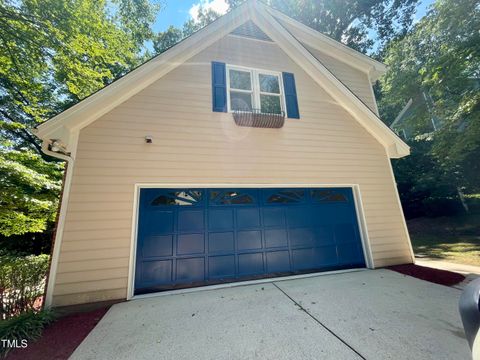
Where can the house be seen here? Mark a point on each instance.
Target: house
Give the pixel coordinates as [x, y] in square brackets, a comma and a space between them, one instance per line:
[165, 191]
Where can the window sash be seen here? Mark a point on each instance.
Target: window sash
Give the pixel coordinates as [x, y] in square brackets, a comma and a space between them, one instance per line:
[255, 84]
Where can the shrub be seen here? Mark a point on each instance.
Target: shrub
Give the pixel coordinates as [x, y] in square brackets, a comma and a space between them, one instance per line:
[26, 326]
[22, 282]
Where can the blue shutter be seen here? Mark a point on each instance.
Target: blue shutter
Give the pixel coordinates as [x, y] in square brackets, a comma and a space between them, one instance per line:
[290, 96]
[219, 87]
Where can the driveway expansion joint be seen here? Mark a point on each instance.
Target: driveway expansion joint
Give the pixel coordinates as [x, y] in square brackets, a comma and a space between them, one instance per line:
[318, 321]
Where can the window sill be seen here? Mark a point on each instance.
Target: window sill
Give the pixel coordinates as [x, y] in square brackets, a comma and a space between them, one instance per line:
[255, 118]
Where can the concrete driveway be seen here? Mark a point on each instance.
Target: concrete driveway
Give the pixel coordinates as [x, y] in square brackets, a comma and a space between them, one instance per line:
[371, 314]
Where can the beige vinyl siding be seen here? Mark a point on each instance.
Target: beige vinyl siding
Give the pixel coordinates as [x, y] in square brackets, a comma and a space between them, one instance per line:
[193, 145]
[356, 80]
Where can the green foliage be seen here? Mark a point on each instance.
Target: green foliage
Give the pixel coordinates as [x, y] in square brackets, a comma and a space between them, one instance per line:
[351, 21]
[27, 326]
[22, 281]
[173, 35]
[439, 59]
[55, 53]
[29, 188]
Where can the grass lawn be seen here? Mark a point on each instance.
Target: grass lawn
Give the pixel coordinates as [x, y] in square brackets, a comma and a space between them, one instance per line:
[455, 239]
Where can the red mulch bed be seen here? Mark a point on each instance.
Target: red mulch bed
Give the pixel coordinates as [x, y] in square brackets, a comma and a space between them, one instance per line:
[61, 338]
[436, 276]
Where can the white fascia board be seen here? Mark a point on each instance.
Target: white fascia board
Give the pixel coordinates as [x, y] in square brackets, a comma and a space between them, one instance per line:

[PROBLEM DESCRIPTION] Rewrite the data above with every occurrence of "blue shutter" replaced by "navy shutter", keeping everything else unchanged and leaving out the pictures.

[ANSWER TO THE PROBLEM]
Where can the house be seen here? Mark a point on each instance.
Target: house
Give the pixel coordinates as [x, y] in square brackets, a comma and a space between them, one instance per line:
[165, 191]
Where can the window sash be seen here? Mark a point on each instance.
Target: window sash
Give the pixel coordinates as [x, y] in square brackets, a comma and a space between them, one instance per line:
[255, 84]
Where can the shrub be seen here? Mark a point on each instance.
Target: shrub
Give the pixel coordinates as [x, y] in square brackets, a comma and a space between them, one instance per line:
[26, 326]
[22, 282]
Where can the navy shutter be seen here? Mark a point on each instance.
Target: navy shutter
Give the pixel coordinates as [x, y] in square brackets, a comma and a space between them, one instance per line:
[290, 96]
[219, 87]
Where can the driveway expansion joint be seen here? Mark a point on each instance.
Target: driveway expansion joint
Give the pixel coordinates as [x, y] in square brackets, a comma and a space between them, one instance per line:
[318, 321]
Where can the window sill be seen here? Mark a point on each instance.
Target: window sill
Give the pixel coordinates as [x, y] in square brackets, a comma and a space between them, one instance per line:
[255, 118]
Where can the concrete driveway be seen here? Mark a point on each instance.
Target: concrete driveway
Give the pixel coordinates as [x, y] in square brackets, a comma and a space between them, one instance per line:
[371, 314]
Where can the beige vinyl siding be seen here? Mark a point on each instance.
Target: beige vinyl siding
Give the pixel coordinates as [x, y] in square brackets, a comma and a space between them, one instance per line:
[193, 145]
[356, 80]
Where can the green foliage be seen here? Mark a point on each instance.
Target: green foliage
Give the pixel coordinates as [x, y] in square brackets, a comma and a space between them, one instance per line:
[351, 21]
[27, 326]
[22, 281]
[173, 35]
[439, 59]
[55, 53]
[29, 188]
Where can the grass lawn be seen here? Mark a point on each instance.
Target: grass lawn
Give the pixel coordinates as [x, y] in square brackets, a comma and a space between them, one instance per line:
[455, 239]
Where can the red mulch bed be seen here? Mark a point on each instance.
Target: red mulch bed
Give the pixel coordinates as [x, y] in square brackets, a comma and a space between them, one instance per line:
[61, 338]
[436, 276]
Where can the white fascia board be seen here? Mark a point on each instance.
Target: white fascia board
Give the pixel coordinates as [x, y] in square brackets, a comma and a space between them, one instance per line:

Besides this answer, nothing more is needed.